═══ SOURCE TEXT

473,395 Members | 1,502 Online
Bytes | Software Development & Data Engineering Community
Post Job

Home Posts Topics Members FAQ

Join Bytes to post your question to a community of 473,395 software developers and data experts.

How can I match a hyphen in this regular expression?

Hi all,

I am searching through directories trying to find the prefix to a
number of files. Unfortunately the files don't have a standard naming
convention yet.

So some of them appear as:
THH307A.Monitoring Public Health Issues.doc ' A single period
THH307A- Monitoring Public Health Issues.doc ' A hyphen, space
THH307A Monitoring Public Health Issues.doc ' A single space
THH307 A.Monitoring Public Health Issues.doc ' A mess

At the moment I can match filenames that have a period or space after
the prefix but can't work out how to also match a hyphen.

This is my regex at the moment:
Dim PrefixRegex As Regex = New Regex("(?<prefix>[^\.| ]+)[\.| ](?
<unitName>.+)")

Can someone help me match the hyphen and maybe even the messy ones
where there could be a space near the end of the unit code.

Many thanks,

Peter.

Mar 7 '07 #1
4 3129
Peter wrote:
<snip>
So some of them appear as:
THH307A.Monitoring Public Health Issues.doc ' A single period
THH307A- Monitoring Public Health Issues.doc ' A hyphen, space
THH307A Monitoring Public Health Issues.doc ' A single space
THH307 A.Monitoring Public Health Issues.doc ' A mess

At the moment I can match filenames that have a period or space after
the prefix but can't work out how to also match a hyphen.

This is my regex at the moment:
Dim PrefixRegex As Regex = New Regex("(?<prefix>[^\.| ]+)[\.| ](?
<unitName>.+)")

══════

INSTRUCTIONS:
**A)** According to the regular expression thread, which characters after the prefix can the poster's current regex already match?
**B)** Please filter the entries below, keeping every line that holds the string "elephant". Case counts.

═══ MATERIAL PROVIDED

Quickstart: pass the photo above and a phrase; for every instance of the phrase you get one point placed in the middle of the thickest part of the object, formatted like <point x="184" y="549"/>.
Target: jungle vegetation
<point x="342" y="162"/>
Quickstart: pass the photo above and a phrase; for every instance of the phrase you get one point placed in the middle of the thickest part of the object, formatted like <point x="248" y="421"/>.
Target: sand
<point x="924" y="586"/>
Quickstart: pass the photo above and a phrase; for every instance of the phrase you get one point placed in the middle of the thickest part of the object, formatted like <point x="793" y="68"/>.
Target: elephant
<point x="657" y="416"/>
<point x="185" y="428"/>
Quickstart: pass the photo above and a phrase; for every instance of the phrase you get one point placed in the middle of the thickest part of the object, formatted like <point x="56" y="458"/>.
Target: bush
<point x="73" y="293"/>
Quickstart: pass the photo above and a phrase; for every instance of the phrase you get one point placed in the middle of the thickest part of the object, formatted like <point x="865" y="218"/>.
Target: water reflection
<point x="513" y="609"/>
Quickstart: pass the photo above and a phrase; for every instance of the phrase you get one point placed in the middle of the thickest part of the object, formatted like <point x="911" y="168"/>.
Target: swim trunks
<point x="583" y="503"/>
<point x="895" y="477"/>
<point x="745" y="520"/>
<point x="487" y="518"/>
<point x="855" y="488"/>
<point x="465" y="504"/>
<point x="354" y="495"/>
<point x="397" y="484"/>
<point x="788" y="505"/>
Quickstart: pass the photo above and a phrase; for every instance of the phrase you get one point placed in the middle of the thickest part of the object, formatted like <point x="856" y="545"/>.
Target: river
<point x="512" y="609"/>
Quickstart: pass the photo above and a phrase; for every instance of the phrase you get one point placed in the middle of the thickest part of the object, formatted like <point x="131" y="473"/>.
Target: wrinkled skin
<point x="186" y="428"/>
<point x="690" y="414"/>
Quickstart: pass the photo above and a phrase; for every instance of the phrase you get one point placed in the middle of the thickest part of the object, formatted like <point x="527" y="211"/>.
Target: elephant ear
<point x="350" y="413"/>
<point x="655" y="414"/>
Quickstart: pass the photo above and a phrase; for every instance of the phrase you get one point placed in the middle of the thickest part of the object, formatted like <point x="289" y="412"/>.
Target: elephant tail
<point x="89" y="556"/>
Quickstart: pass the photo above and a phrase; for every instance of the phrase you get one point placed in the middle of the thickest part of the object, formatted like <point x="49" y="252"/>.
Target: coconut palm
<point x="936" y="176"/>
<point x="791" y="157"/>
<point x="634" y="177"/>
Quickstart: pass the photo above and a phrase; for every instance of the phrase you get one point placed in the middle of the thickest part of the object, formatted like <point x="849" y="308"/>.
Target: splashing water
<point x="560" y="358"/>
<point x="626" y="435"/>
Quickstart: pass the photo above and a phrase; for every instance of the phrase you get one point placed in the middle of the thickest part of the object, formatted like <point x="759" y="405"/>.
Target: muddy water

══════

TASK-BY-TASK ANSWERS:
**A)** A period or a space.

**B)**
Target: elephant
Target: elephant ear
Target: elephant tail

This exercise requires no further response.